▶ _TEKS SUMBER_:
-.-.-

Selasa 16 Feb 2021 13:44 WIB

Wacana Revisi UU ITE, DPR Dulu tak Kompak Hapus Pasal Karet

UU ITE pernah direvisi pada 2016, hanya PKS dan PAN yang usulkan hapus pasal karet.

Kebebasan berpendapat (ilustrasi).

Anggota Komisi I DPR RI Sukamta mendukung sikap pemerintah yang membuka ruang antara pemerintah dan DPR untuk merevisi UU ITE. Ia mengatakan, bahwa rencana tersebut sejalan dengan pandangan PKS yang beberapa tahun terakhir mengusulkan agar UU ITE direvisi dan dimasukkan ke dalam prolegnas.

"Karenanya, kami menyambut baik dan sangat setuju atas rencana revisi UU ITE," kata Sukamta kepada Republika, Selasa (16/2).

Sukamta menilai, dari sisi masyarakat revisi tersebut tentu bisa memberikan rasa keadilan dan kenyamanan di masyarakat. Namun dari sisi pemerintah, ia melihat revisi tersebut sudah agak terlambat, karena proses revisi UU yang memakan waktu satu hingga dua tahun pembahasan.

"Kemungkinan UU ITE yang sudah direvisi baru bisa diterapkan pada tahun 2023 atau 2024 di penghujung masa jabatan Presiden Jokowi. Jadi jangan sampai revisi UU ITE ini nantinya hanya move politik kosong belaka," ujarnya.

Dirinya menjelaskan, bahwa UU ITE pada awal pembahasannya sangat mulia untuk memberi kepastian hukum bagi para pelaku ekonomi dan bisnis di dunia maya (elektronik). Seiring berjalannya waktu, dalam implementasinya UU ITE justru lebih kental nuansa hukum pencemaran nama baiknya daripada soal transkasi ekonomi-bisnisnya.

"Pasal 27 ayat 3 tentang pencemaran nama baik dianggap pasal karet dan dijadikan alat untuk mengkriminalisasi masyarakat, hingga banyak korban berjatuhan. Banyak orang dilaporkan, ditangkap dan ditahan karena menyampaikan pendapatnya di internet," ungkapnya.

Oleh karena itu, dikatakan Sukamta, UU ITE direvisi menjadi UU RI Nomor 19 tahun 2016. Saat itu beberapa hal direvisi seperti soal pemblokiran situs internet, right to be forgotten (hak untuk dilupakan), penyadapan, penyidikan, dan termasuk pasal pencemaran nama baik yang dikurangi maksimal ancaman pidana penjaranya dari 6 tahun menjadi 4 tahun.

-.-.-

▶ _PERINTAH 1_: Menurut artikel tentang revisi UU ITE, berapa ancaman pidana penjara maksimal untuk pasal pencemaran nama baik sebelum dan sesudah revisi 2016?

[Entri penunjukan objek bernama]
-.-.-

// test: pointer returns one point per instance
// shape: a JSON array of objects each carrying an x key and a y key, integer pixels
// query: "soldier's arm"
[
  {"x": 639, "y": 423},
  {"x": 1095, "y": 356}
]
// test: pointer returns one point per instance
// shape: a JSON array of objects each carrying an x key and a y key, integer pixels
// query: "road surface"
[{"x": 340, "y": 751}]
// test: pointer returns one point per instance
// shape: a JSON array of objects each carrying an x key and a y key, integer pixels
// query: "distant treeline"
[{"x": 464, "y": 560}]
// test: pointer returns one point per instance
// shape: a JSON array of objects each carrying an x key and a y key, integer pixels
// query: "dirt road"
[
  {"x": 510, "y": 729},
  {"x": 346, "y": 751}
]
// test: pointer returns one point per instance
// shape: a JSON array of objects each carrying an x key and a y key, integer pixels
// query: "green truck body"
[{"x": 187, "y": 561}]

-.-.-

▶ _PERINTAH 2_: Salin ulang seluruh baris catatan penunjukan objek di atas tanpa mengubah satu karakter pun.

▶ _KELUARAN 1_: Ancaman pidana penjara maksimalnya dikurangi dari 6 tahun menjadi 4 tahun.

▶ _KELUARAN 2_:
// test: pointer returns one point per instance
// shape: a JSON array of objects each carrying an x key and a y key, integer pixels
// query: "soldier's arm"
[
  {"x": 639, "y": 423},
  {"x": 1095, "y": 356}
]
// test: pointer returns one point per instance
// shape: a JSON array of objects each carrying an x key and a y key, integer pixels
// query: "road surface"
[{"x": 340, "y": 751}]
// test: pointer returns one point per instance
// shape: a JSON array of objects each carrying an x key and a y key, integer pixels
// query: "distant treeline"
[{"x": 464, "y": 560}]
// test: pointer returns one point per instance
// shape: a JSON array of objects each carrying an x key and a y key, integer pixels
// query: "dirt road"
[
  {"x": 510, "y": 729},
  {"x": 346, "y": 751}
]
// test: pointer returns one point per instance
// shape: a JSON array of objects each carrying an x key and a y key, integer pixels
// query: "green truck body"
[{"x": 187, "y": 561}]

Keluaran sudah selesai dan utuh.